(Dataset items)
-*-

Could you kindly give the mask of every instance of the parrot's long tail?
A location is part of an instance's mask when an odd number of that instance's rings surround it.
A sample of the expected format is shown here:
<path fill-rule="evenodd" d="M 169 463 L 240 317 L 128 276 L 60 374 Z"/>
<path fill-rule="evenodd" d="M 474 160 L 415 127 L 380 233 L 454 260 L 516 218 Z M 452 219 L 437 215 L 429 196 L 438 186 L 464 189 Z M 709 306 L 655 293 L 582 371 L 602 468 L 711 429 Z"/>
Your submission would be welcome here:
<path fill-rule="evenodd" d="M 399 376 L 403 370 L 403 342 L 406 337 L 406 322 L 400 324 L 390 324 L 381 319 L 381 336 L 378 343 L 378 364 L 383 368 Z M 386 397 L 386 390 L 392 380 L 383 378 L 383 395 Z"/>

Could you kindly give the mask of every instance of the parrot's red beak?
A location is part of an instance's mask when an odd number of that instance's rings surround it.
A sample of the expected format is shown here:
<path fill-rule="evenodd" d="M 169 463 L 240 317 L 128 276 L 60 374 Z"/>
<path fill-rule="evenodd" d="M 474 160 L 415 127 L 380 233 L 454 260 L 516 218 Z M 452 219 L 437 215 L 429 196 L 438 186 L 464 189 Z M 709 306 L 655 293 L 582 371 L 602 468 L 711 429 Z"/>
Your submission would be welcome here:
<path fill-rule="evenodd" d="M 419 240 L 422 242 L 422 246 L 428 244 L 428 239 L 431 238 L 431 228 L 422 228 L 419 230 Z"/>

-*-

[What you should do] Rewrite all the items above, replacing each "submission" with "answer" and leaving everything else unchanged.

[Result for this task]
Could you kindly give the mask of every instance of the parrot's long tail?
A location is part of an instance's mask when an odd number of that instance's rings surround it.
A sample of the expected format is shown here:
<path fill-rule="evenodd" d="M 169 463 L 240 317 L 128 276 L 60 374 Z"/>
<path fill-rule="evenodd" d="M 474 160 L 415 127 L 380 233 L 454 260 L 516 218 Z M 452 219 L 437 215 L 429 196 L 438 186 L 464 189 Z M 709 306 L 655 293 L 582 371 L 602 468 L 711 429 Z"/>
Your answer would be welcome here:
<path fill-rule="evenodd" d="M 399 376 L 403 370 L 403 342 L 406 337 L 406 322 L 400 324 L 390 324 L 381 319 L 381 336 L 378 343 L 378 364 L 383 368 Z M 386 397 L 386 390 L 392 380 L 383 378 L 383 395 Z"/>

Could you kindly give the mask of every instance of the parrot's red beak?
A location is part of an instance's mask when an odd number of that instance's rings surround it.
A sample of the expected format is shown here:
<path fill-rule="evenodd" d="M 169 463 L 240 317 L 128 276 L 60 374 Z"/>
<path fill-rule="evenodd" d="M 474 160 L 415 127 L 380 233 L 454 260 L 516 218 Z M 452 219 L 437 215 L 429 196 L 438 186 L 464 189 Z M 709 306 L 655 293 L 582 371 L 602 468 L 711 429 Z"/>
Your answer would be welcome here:
<path fill-rule="evenodd" d="M 419 240 L 422 242 L 422 246 L 428 244 L 428 239 L 431 238 L 431 228 L 422 228 L 419 230 Z"/>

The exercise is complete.